__Work request__.
Are you able to quote each entry exactly as written?

[Saved entries]
╔══

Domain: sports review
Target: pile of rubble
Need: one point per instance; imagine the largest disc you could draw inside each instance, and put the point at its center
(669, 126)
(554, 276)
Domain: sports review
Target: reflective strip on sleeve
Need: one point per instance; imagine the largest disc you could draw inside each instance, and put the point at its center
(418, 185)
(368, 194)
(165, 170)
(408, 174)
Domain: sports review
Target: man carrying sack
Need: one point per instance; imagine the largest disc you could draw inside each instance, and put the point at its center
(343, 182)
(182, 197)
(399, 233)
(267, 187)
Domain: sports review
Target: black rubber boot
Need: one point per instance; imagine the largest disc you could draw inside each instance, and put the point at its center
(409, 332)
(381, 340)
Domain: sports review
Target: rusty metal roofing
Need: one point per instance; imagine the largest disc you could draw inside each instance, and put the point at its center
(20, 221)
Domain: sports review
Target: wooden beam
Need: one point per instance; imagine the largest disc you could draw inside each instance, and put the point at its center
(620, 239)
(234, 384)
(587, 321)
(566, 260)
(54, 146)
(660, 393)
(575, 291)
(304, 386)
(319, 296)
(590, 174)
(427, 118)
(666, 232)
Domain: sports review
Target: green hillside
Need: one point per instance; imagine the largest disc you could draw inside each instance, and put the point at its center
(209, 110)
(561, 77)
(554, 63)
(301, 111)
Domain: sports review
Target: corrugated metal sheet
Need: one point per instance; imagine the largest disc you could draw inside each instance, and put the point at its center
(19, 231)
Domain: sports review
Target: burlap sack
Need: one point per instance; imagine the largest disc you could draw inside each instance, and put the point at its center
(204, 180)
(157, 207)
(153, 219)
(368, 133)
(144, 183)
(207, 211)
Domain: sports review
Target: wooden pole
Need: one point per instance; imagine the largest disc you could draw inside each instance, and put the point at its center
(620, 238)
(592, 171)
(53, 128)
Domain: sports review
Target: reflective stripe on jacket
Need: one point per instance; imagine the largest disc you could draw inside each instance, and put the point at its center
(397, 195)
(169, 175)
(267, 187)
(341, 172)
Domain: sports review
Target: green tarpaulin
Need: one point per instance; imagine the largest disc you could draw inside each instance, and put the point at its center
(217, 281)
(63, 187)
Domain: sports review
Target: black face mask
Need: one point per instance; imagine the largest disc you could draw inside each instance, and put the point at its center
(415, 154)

╚══

__Solution for this problem__.
Domain: sports review
Target: pile of rubble
Need: one point per instance; imagine the largest disc you could draw inside each instance, and put the point at its center
(669, 126)
(554, 276)
Domain: sports review
Target: reflective strip on sleeve
Need: one point per instance; imagine the largest disc you could draw inside each instance, and put the point at its center
(418, 185)
(368, 194)
(165, 170)
(408, 174)
Domain: sports review
Target: man carrying sack
Need: one point per instance; imagine the largest disc you could draw inside each instance, and put the point at its center
(343, 182)
(182, 197)
(399, 233)
(267, 187)
Domain: sports review
Target: black rubber boot
Need: one point per instance; imagine the largest disc you could draw inside each instance, and put the point at its center
(409, 332)
(381, 340)
Domain: sports review
Target: rusty metal roofing
Need: one point per instance; imagine the largest disc you could draw inside each instance, and put the point at its center
(20, 221)
Domain: sports review
Target: wooden beam
Need: one point per instance; imagine the largest disc you could draw inside each instance, and put the point at its center
(620, 239)
(234, 384)
(587, 321)
(566, 260)
(54, 146)
(660, 393)
(575, 291)
(304, 386)
(319, 296)
(590, 174)
(427, 118)
(666, 232)
Domain: sports review
Target: green hillside
Need: one point per instance; imagine the largest disc you could draw inside each instance, and put the point at its center
(209, 110)
(561, 77)
(554, 63)
(301, 111)
Domain: sports review
Target: corrugated metal sheet
Need: one point per instance; imagine the largest disc you could draw inside each instance, and put the point at its center
(19, 231)
Domain: sports review
Target: burlap sack
Need: one point per instance; imagine the largest disc you could draw inside each instance, and put the point at its center
(204, 180)
(157, 207)
(153, 219)
(368, 133)
(144, 183)
(207, 211)
Domain: sports review
Target: wooden pole
Need: one point per instance; imagine the largest disc you could draw inside each instance, and put the point at its center
(620, 238)
(592, 171)
(53, 128)
Domain: sports review
Target: reflective stripe on jacket
Need: one point per instance; imagine the largest disc you could draw inside each instance, and put the point at its center
(397, 195)
(169, 175)
(267, 187)
(341, 172)
Domain: sports review
Target: green tarpaulin
Need: one point per instance; imagine the largest disc you could draw inside each instance, and put the point at its center
(217, 281)
(63, 187)
Domain: sports review
Target: black face mask
Need: one point per instance; imagine the largest disc you could draw inside each instance, and put the point at its center
(415, 154)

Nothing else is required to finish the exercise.